Required work: Copy the entries below word for word, starting at the line that contains "Accept that the blue" and continuing through the end of the entries.

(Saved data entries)
○ ○ ○ ○ ○ ○ ○
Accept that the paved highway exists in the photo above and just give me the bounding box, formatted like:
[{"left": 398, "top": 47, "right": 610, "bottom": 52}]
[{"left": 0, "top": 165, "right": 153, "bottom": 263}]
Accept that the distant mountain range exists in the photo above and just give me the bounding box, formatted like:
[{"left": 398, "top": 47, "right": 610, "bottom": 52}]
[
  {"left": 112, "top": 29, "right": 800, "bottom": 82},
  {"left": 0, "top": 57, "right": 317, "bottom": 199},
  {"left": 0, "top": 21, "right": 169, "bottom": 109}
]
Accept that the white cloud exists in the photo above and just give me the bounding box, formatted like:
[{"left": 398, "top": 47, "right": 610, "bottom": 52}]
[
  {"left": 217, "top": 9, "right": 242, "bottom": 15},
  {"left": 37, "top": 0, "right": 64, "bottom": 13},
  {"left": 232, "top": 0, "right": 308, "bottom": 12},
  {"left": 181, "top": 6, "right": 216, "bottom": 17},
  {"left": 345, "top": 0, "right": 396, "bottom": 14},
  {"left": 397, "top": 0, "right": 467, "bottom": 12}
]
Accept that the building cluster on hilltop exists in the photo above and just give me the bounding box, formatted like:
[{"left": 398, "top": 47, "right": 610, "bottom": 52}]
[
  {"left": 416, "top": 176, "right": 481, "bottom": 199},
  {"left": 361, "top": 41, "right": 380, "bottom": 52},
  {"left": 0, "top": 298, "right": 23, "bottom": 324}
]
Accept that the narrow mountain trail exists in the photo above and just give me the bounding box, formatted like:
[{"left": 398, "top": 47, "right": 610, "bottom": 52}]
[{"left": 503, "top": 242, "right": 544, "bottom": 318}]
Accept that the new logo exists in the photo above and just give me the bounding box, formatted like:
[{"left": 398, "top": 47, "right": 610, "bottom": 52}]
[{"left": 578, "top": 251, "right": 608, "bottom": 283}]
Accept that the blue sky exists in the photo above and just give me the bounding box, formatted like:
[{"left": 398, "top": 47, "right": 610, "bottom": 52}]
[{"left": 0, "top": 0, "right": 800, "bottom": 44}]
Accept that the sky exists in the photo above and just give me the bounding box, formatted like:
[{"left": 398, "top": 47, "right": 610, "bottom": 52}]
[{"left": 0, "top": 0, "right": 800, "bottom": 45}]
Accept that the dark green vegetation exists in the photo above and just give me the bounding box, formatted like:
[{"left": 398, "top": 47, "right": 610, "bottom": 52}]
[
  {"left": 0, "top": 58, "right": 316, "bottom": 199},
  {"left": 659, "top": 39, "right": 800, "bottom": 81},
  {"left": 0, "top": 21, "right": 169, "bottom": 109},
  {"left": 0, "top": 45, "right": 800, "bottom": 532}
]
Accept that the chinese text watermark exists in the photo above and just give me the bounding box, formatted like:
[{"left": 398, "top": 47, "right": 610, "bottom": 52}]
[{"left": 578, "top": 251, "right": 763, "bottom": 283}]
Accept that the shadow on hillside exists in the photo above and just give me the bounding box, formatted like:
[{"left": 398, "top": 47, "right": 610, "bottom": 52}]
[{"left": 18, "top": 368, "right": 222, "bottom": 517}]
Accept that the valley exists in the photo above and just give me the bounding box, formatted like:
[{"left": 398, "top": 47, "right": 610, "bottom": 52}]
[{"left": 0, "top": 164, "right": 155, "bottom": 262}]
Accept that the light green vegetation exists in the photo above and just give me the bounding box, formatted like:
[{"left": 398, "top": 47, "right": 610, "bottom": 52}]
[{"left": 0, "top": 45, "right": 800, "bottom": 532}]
○ ○ ○ ○ ○ ○ ○
Task output:
Accept that the blue sky exists in the photo above and just give me the bounding box, formatted like:
[{"left": 398, "top": 47, "right": 610, "bottom": 52}]
[{"left": 0, "top": 0, "right": 800, "bottom": 44}]
Accept that the sky exists in the photo above and just give me the bounding box, formatted like:
[{"left": 398, "top": 47, "right": 610, "bottom": 52}]
[{"left": 0, "top": 0, "right": 800, "bottom": 45}]
Accept that the dark green vegetation exists in the photo above and just give me the bounding box, formatted like:
[{"left": 398, "top": 47, "right": 610, "bottom": 52}]
[
  {"left": 0, "top": 58, "right": 316, "bottom": 199},
  {"left": 659, "top": 39, "right": 800, "bottom": 81},
  {"left": 0, "top": 21, "right": 169, "bottom": 109},
  {"left": 0, "top": 45, "right": 800, "bottom": 532}
]
Accept that the chinese text watermark exists in the photo above and just give me the bounding box, formatted like:
[{"left": 398, "top": 47, "right": 610, "bottom": 52}]
[{"left": 578, "top": 251, "right": 763, "bottom": 283}]
Accept that the shadow on hillside exists in the photo above and just give me the bounding box, formatted like:
[{"left": 398, "top": 47, "right": 610, "bottom": 52}]
[{"left": 18, "top": 368, "right": 222, "bottom": 517}]
Accept that the valley exists in the photo above and just give me the bounding box, formatted like:
[{"left": 398, "top": 47, "right": 610, "bottom": 52}]
[{"left": 0, "top": 164, "right": 155, "bottom": 262}]
Accept that the light green vegetation exists in the photo above and just give me the bounding box, formatted like:
[{"left": 398, "top": 47, "right": 610, "bottom": 52}]
[{"left": 0, "top": 45, "right": 800, "bottom": 532}]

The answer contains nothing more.